▶ DOCUMENT

==============================

There, but for the grace of God …

There but for the grace of God goes John Bradford.                    ~ John Bradford

The exact origin of the saying: There, but for the grace of God, go I is unclear. Most attribute it to a derivation of something John Bradford said during his imprisonment in the Tower of London. Bradford is thought to have said There, but for the grace of God, goes John Bradford as he witnessed a group of prisoners being led to their execution. Bradford, who was later martyred himself, was known as a kind and gentle man.

There, but for the grace of God, go I is something I’ve heard a lot. It sounds good on the surface, but it’s always bothered me.

On the one hand, I do think there are a few, like John Bradford, who are truly compassionate. They step down from the judgement seat and say Given the right combination of events, that could be me.

But more often there seems to be an underlying tone… Thank God, at least I didn’t do that. At least I didn’t go there!

Jesus told a story about it in Luke 18:

 The Pharisee stood by himself and prayed: ‘God, I thank you that I am not like other people—robbers, evildoers, adulterers—or even like this tax collector. I fast twice a week and give a tenth of all I get.’

“But the tax collector stood at a distance. He would not even look up to heaven, but beat his breast and said, ‘God, have mercy on me, a sinner.’

 “I tell you that this man, rather than the other, went home justified before God. For all those who exalt themselves will be humbled, and those who humble themselves will be exalted.”

So the question is where is my there? Where but for the grace of God haven’t I been? And what about those who are there? When I can identify that place I need to tread very carefully in my heart, lest I, like the Pharisee, become a stone collector.

Author: Debbie

A former counselor and public speaker, I'm grateful for many, many things - God's grace most of all!

42 thoughts on “There, but for the grace of God …”

    1. Beautiful Ann!
      Thank you! 😀
      “If not for your goodness
      if not for your grace
      I don’t know where I would be today
      if not for your kindness I never could say
      I’m still standing
      if not for your mercy
      if not for your love
      I most likely would have given up
      if not for your favor I never could say
      I’m still standing
      but by the grace of God.”

    1. Wendy –
      Thank you so much. How very kind.
      I’m experiencing very little internet connectivity, but I hope to visit you soon!
      ~ Debbie

  1. At a Quaker weekend I met a lovely man who alluded to his violent past. He said “I lived in the plague zone, so I caught the plague”. All human beings do the best we can, under difficult circumstances. I begged a teenager not to prostitute herself: but she had had to run away from her family, and she needed money.

    1. Hello Clare –
      Great illustrations of the need to travel and tread lightly with empty pockets and open hands and open hearts.
      Thank you for spending a few moments here and for telling me to “retrieve” you. WP usually gets it right but recently I’ve found several folks I buried by the filter.

==============================

▶ EXCERPTED DATA
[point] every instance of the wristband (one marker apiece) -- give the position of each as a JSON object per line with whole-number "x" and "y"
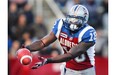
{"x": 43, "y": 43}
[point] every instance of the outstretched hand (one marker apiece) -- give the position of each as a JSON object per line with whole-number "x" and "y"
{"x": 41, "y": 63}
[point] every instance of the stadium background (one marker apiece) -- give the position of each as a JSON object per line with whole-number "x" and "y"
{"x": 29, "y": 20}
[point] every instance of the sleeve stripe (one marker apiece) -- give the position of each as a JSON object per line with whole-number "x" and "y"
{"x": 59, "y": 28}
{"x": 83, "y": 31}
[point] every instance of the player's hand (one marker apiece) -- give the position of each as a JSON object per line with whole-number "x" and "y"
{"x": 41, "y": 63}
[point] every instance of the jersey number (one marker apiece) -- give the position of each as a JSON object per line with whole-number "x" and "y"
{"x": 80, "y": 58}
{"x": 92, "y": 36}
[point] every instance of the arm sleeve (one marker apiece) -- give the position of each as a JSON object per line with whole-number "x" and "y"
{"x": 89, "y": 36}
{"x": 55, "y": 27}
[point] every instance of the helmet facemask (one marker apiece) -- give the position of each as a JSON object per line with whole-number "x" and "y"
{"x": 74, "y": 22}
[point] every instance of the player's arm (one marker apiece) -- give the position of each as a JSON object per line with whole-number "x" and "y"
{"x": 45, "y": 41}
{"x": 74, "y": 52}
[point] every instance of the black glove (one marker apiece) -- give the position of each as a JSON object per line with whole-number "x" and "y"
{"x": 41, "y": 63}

==============================

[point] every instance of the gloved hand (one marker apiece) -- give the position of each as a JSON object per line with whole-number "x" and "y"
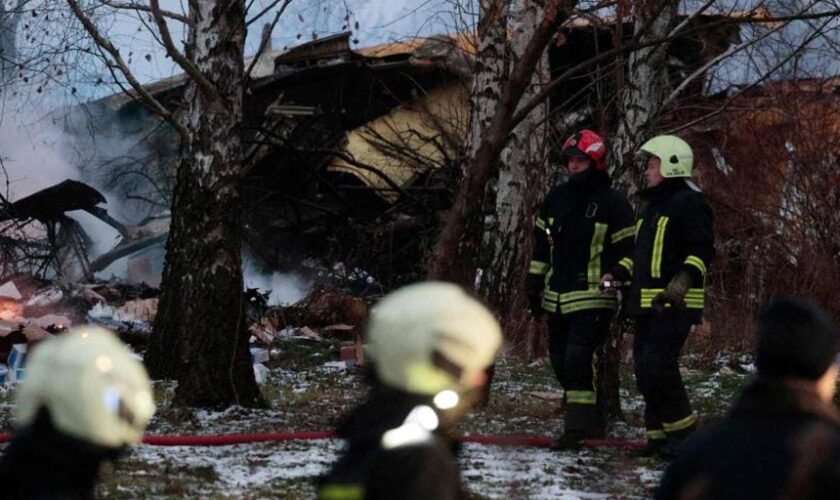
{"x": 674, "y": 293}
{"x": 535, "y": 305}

==============================

▶ GIVEN REQUEST
Reproduce the part of the piece on the grace of God from "There but for" to "could be me.", changing "imprisonment" to "confinement".

▶ ANSWER BELOW
There but for the grace of God goes John Bradford.                    ~ John Bradford

The exact origin of the saying: There, but for the grace of God, go I is unclear. Most attribute it to a derivation of something John Bradford said during his confinement in the Tower of London. Bradford is thought to have said There, but for the grace of God, goes John Bradford as he witnessed a group of prisoners being led to their execution. Bradford, who was later martyred himself, was known as a kind and gentle man.

There, but for the grace of God, go I is something I’ve heard a lot. It sounds good on the surface, but it’s always bothered me.

On the one hand, I do think there are a few, like John Bradford, who are truly compassionate. They step down from the judgement seat and say Given the right combination of events, that could be me.